Pick out every line in the rows below that contains the string "tarp", and copy each of those lines in full.
((
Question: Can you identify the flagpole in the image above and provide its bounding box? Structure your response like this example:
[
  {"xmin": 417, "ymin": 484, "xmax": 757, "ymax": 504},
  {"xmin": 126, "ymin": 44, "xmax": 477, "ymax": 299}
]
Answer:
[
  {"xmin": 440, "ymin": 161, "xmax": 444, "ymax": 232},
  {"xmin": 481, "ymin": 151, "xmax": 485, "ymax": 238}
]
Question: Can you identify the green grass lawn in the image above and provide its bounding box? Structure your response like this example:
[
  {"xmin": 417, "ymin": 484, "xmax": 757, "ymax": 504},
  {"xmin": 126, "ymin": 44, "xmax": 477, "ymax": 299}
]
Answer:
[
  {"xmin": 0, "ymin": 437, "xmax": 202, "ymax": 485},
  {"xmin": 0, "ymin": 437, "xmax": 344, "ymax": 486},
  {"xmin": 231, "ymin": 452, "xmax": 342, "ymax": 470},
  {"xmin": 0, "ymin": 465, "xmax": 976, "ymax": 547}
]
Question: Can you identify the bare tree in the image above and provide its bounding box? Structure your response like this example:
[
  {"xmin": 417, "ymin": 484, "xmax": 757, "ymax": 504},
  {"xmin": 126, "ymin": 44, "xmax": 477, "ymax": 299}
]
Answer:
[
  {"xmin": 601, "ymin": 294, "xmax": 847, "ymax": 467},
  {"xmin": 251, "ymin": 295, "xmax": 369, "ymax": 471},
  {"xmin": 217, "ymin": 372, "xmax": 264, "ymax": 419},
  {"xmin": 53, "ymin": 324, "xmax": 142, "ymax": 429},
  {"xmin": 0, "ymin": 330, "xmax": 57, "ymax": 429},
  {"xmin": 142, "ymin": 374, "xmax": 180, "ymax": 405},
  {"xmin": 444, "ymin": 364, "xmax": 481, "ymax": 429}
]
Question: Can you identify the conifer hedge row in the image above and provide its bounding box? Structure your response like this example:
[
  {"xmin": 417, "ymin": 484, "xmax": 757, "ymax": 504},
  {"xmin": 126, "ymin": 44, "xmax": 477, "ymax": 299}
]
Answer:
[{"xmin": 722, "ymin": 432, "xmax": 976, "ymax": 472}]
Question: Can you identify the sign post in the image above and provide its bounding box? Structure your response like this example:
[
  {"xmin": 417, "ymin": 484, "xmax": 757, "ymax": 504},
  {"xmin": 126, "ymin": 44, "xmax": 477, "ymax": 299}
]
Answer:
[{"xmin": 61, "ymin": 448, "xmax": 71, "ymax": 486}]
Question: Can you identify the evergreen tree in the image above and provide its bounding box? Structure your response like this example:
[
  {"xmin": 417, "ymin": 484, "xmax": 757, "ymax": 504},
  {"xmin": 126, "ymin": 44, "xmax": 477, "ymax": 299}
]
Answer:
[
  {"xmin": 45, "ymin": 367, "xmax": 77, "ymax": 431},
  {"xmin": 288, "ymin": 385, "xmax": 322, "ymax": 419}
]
))
((
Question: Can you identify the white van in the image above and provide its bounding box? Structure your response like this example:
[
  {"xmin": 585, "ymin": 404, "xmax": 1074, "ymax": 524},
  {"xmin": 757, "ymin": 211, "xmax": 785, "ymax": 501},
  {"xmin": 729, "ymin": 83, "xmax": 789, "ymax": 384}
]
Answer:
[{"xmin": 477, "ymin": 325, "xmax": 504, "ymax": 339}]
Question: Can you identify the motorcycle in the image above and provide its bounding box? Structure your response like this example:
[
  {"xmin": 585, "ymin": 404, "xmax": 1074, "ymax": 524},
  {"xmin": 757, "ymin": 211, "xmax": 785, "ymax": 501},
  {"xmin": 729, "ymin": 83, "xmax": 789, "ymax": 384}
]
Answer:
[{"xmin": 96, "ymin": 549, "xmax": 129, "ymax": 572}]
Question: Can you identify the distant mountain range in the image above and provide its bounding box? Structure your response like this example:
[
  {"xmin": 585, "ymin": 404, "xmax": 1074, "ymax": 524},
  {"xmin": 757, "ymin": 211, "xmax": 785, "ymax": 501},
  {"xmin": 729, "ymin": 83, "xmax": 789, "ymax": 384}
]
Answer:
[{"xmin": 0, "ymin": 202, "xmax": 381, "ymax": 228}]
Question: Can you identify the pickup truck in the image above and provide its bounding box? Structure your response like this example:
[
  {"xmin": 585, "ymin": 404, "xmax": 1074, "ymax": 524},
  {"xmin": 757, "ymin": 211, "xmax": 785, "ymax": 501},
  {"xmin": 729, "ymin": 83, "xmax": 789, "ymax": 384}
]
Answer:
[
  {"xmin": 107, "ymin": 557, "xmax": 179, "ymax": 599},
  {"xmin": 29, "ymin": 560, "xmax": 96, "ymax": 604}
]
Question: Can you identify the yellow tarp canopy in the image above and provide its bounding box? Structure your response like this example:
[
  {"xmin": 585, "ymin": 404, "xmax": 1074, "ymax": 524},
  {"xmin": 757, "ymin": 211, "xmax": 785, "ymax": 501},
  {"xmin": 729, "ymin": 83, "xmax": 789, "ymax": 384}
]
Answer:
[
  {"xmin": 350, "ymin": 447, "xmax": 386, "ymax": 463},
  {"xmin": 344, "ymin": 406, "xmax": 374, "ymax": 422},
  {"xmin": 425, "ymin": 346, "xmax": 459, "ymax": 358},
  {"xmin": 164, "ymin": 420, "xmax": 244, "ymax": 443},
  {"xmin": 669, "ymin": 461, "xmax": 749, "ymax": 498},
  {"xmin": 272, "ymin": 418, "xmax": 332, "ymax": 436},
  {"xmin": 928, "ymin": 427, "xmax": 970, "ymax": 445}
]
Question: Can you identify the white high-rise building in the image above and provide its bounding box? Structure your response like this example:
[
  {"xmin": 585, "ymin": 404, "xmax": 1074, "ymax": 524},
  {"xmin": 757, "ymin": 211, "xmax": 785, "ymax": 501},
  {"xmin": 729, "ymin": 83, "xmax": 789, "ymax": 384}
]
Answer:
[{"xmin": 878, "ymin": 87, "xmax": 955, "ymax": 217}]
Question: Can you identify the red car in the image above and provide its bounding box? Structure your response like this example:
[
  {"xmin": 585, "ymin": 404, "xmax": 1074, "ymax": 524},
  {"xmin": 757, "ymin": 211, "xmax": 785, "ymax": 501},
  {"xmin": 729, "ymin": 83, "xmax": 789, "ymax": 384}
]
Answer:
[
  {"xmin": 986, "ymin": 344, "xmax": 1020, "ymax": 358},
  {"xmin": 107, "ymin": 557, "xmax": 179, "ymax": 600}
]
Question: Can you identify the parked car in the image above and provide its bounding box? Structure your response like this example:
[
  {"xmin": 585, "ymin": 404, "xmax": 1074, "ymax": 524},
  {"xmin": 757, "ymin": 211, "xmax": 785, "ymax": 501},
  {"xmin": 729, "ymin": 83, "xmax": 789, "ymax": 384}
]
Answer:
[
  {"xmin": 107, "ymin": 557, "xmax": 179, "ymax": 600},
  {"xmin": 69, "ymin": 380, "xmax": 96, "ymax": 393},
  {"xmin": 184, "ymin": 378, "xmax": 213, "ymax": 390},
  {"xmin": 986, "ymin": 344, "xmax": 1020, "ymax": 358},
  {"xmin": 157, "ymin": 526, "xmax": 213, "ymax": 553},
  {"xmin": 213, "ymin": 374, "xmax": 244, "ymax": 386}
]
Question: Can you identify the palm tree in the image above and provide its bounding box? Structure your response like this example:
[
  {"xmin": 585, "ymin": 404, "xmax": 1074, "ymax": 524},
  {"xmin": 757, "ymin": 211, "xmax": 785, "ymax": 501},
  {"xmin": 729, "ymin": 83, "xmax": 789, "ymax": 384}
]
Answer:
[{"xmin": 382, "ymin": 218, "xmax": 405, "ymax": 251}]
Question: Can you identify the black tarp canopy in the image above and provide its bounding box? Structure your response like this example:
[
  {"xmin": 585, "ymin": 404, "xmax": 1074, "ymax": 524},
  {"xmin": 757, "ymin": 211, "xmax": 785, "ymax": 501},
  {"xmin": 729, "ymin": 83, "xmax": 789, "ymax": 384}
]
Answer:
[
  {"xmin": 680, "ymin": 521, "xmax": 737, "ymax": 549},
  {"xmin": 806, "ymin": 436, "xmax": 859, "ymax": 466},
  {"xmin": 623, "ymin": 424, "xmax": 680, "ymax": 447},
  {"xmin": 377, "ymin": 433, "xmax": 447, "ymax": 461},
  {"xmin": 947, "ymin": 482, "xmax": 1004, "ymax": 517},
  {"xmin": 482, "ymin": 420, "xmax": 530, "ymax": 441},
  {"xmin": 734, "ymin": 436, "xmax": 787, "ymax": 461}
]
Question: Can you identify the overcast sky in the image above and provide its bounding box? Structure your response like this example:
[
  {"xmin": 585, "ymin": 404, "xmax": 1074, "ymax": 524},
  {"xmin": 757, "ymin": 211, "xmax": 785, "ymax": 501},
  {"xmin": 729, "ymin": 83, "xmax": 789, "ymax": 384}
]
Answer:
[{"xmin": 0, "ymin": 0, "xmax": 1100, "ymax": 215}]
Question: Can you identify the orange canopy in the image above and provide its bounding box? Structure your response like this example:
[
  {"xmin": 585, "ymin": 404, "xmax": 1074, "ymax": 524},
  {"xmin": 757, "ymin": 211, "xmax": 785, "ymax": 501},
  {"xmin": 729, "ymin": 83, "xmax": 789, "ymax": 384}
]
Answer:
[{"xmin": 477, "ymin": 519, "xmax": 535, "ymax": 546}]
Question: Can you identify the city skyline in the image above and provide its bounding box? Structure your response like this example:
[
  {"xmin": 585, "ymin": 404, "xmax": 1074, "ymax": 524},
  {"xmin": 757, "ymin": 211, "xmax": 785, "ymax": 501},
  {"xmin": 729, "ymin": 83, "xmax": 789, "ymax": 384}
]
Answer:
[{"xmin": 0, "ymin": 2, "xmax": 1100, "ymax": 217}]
))
▶ **REPLY**:
Question: Can you identify the yellow tarp canopy in the image above and provide its bounding box? Structure your response like this example:
Question: Can you identify the black tarp canopy in the image above and provide its bounding box? Structure your response like this example:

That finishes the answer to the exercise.